Cyber crime and high-end money laundering are among the top five threats to the UK, according to a report by the National Crime Agency (NCA).

The National Strategic Assessment of Serious and Organised Crime 2016 notes that “Cyber crime has risen in the public consciousness owing to high-profile attacks which threaten UK business and public confidence in the security of their information online. And the daily impact of high-end money laundering persists, threatening the UK’s financial system and international reputation.”

Cyber crime 'under-reported and more aggressive'

On cyber crime, the report notes that “financially motivated, international organised criminal groups responsible for sophisticated malware campaigns remain a substantial threat to the UK”. It notes that cyber criminals are becoming “more aggressive and confrontational, with a rise in easy-to-execute criminal tools, many designed to extort money from victims”.

It also found that cyber criminals based in the UK and overseas make use of an “enabling marketplace providing products and services which continue to lower the barrier of entry to cyber crime”.

The NCA report suggests that there is “substantial under-reporting of cyber crime in the UK”. It adds: “The high likelihood of widespread under-reporting affects our ability to make a robust assessment of the cost of cyber crime... the best estimate extrapolated from incomplete data sources would put the annual cost of cyber crime to the UK in the low billions of pounds. This cost of cyber crime includes both the cost of defending against attacks and the financial losses involved with all types of cyber crime.”

Money laundering relied on 'professional enablers'

On the subject of money laundering, the NCA's report estimates that money laundering in the UK is likely to be above the international average, given the UK’s position as a key global financial centre. International averages put money laundering at between 2 per cent and 5 per cent of GDP. If applied to the UK's GDP of £1.8 trillion, the high-end money laundering in the UK would be worth between £36 billion and £90 billion.

The NCA says that “money laundering, particularly high-end money laundering, has the potential to threaten the UK’s national security, national prosperity and international reputation.

*Data excerpt:*

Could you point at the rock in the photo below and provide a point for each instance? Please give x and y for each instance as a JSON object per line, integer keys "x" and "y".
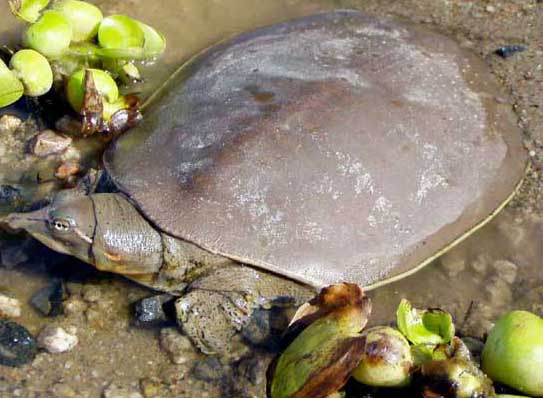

*Complete the following:*
1 - Answer these from the text on cyber crime and money laundering, one per line:
(a) What year appears in the title of the National Strategic Assessment of Serious and Organised Crime?
(b) What is the best estimate of the annual cost of cyber crime to the UK?
(c) What range of GDP do international averages give for money laundering?
2 - Translate this sentence from the text on cyber crime and money laundering into Spanish: "It also found that cyber criminals based in the UK and overseas make use of an “enabling marketplace providing products and services which continue to lower the barrier of entry to cyber crime”."
3 - From the text on cyber crime and money laundering, write out the passage from "On the subject" up to and including "and £90 billion.".

*The responses:*
1 -
(a) 2016
(b) In the low billions of pounds
(c) Between 2 per cent and 5 per cent of GDP

2 - También determinó que los ciberdelincuentes radicados en el Reino Unido y en el extranjero recurren a un «mercado facilitador que ofrece productos y servicios que siguen reduciendo la barrera de entrada a la ciberdelincuencia».

3 -
On the subject of money laundering, the NCA's report estimates that money laundering in the UK is likely to be above the international average, given the UK’s position as a key global financial centre. International averages put money laundering at between 2 per cent and 5 per cent of GDP. If applied to the UK's GDP of £1.8 trillion, the high-end money laundering in the UK would be worth between £36 billion and £90 billion.